Leave out the pictures and print precisely the lines from the line with "Locate the banner" to the final line of the entries, both ends included.
++++++++
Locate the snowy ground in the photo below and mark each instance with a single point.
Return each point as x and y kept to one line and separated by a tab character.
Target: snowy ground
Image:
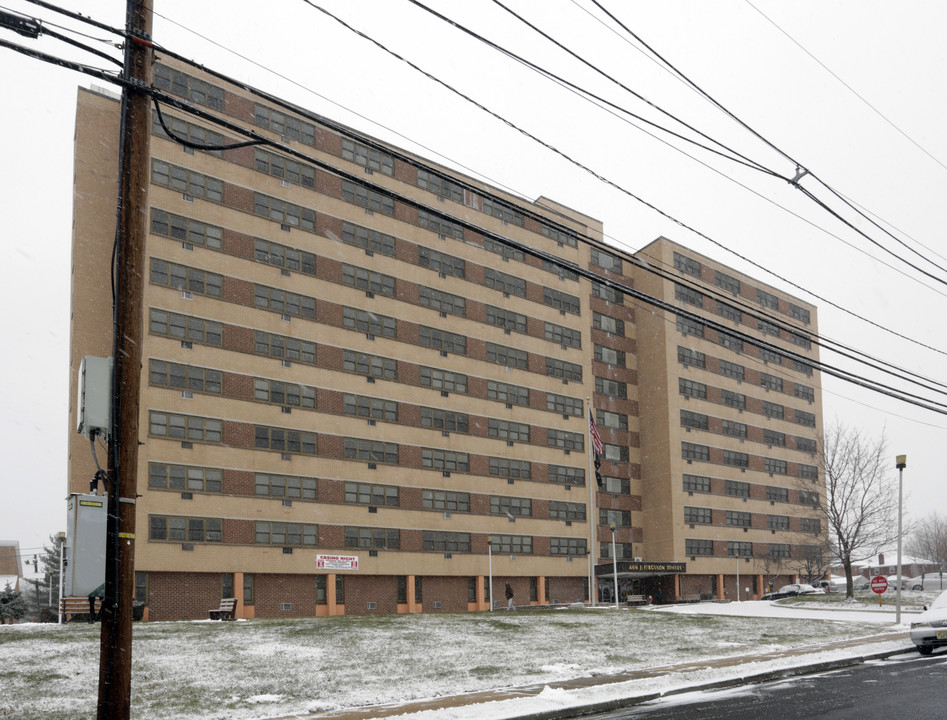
260	669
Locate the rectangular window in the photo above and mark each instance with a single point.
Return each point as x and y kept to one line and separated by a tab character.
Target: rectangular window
696	483
691	358
698	516
368	239
695	547
371	365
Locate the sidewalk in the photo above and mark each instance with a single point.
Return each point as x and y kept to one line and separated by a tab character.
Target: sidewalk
454	705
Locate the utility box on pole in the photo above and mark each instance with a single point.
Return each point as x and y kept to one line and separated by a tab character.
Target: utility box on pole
86	517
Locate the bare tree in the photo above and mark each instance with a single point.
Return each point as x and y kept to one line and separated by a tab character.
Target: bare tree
928	540
861	500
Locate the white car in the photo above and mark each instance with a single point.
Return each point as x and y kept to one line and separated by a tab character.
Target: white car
930	628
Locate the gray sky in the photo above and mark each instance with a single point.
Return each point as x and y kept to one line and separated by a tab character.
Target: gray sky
890	160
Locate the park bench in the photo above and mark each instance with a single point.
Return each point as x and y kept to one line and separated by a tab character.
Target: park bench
226	611
71	607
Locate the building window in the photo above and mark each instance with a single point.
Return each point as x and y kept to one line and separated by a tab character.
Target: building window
734	429
282	256
575	547
277	533
185	427
369	407
190	88
370	281
562	335
502	505
445	500
368	239
727	282
368	494
777	494
698	516
445	460
185	477
565	440
739	549
508	393
505	283
605	260
185	529
774	437
738	519
445	542
372	451
284	168
369	323
506	319
732	399
284	303
692	388
280	393
736	488
443	380
184	377
282	440
693	420
687	265
608	324
511	469
772	410
733	370
564	475
566	511
373	538
689	326
562	369
368	199
696	483
695	547
284	125
284	213
371	365
286	348
368	157
692	451
285	486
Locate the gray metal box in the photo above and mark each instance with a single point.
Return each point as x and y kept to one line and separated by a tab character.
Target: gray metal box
86	518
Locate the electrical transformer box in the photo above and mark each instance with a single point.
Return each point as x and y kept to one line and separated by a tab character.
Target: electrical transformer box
84	557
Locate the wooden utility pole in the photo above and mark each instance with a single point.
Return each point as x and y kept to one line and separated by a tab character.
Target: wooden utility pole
115	659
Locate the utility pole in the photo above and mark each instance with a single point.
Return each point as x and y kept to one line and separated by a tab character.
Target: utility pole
115	659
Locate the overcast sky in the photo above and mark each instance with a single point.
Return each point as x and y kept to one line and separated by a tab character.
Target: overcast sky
851	90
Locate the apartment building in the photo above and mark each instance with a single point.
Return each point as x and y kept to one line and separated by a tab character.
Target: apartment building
367	379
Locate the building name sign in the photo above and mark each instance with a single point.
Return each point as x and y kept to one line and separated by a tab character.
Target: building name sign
337	562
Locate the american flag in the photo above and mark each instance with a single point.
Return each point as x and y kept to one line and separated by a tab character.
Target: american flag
596	438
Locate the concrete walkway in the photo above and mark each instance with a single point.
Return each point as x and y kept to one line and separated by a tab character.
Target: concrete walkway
475	698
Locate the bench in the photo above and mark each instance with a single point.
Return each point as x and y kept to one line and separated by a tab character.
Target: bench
226	611
75	607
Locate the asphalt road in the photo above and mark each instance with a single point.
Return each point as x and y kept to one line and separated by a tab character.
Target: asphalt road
902	686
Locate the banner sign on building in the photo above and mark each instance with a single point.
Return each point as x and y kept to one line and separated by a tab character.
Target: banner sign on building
337	562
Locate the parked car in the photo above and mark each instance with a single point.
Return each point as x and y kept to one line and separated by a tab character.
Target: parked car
790	591
930	628
928	581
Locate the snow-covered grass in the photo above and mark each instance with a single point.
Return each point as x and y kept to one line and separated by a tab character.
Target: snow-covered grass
265	668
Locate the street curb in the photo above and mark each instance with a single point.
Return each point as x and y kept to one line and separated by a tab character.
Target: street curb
769	675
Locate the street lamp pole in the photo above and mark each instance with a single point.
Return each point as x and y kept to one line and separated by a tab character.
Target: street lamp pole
490	567
614	563
901	463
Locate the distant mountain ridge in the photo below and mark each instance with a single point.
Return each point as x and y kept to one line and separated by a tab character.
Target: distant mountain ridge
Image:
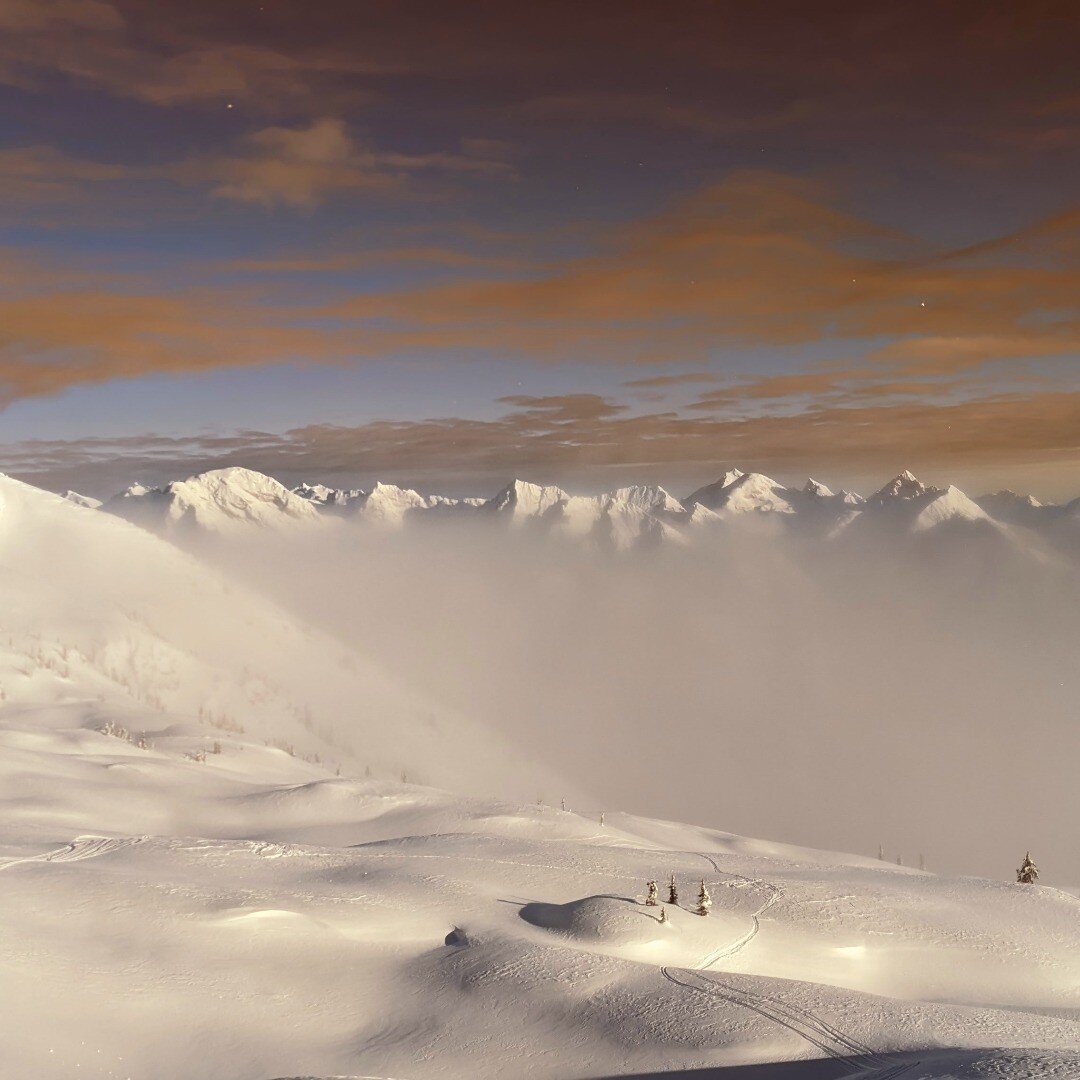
231	500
++++++++
Finished task:
Locate the banner sign on building in the photo above and mark each instance with a single point.
Return each point as x and y kept to one line and separated by a tab character.
Target: banner sign on building
337	562
Locate the parked car in the photo above and mark each instance with a single point.
Return each point as x and y kept to one line and separated by a tab character.
Target: parked car
790	591
930	628
928	581
Locate the snow-covered grass in the photo above and mark each instance with a single point.
Return each point as x and y kept to one line and separated by a tab character.
Target: snow-covered grass
265	668
Locate the street curb in the photo above and mark each instance with a single point.
Return each point as x and y kept to one line and separated by a tab character.
Target: street curb
769	675
Locate the street lamp pole in the photo above and mark each instance with a single point.
Return each point as x and y kept to one line and separated by a tab character.
Target: street lamp pole
490	567
614	563
901	463
Locate the distant mountain ridge in the photo below and mark each instance with a single point.
Return each point as x and y kept to one line and separated by a tab character.
Target: distant mountain ridge
Image:
231	500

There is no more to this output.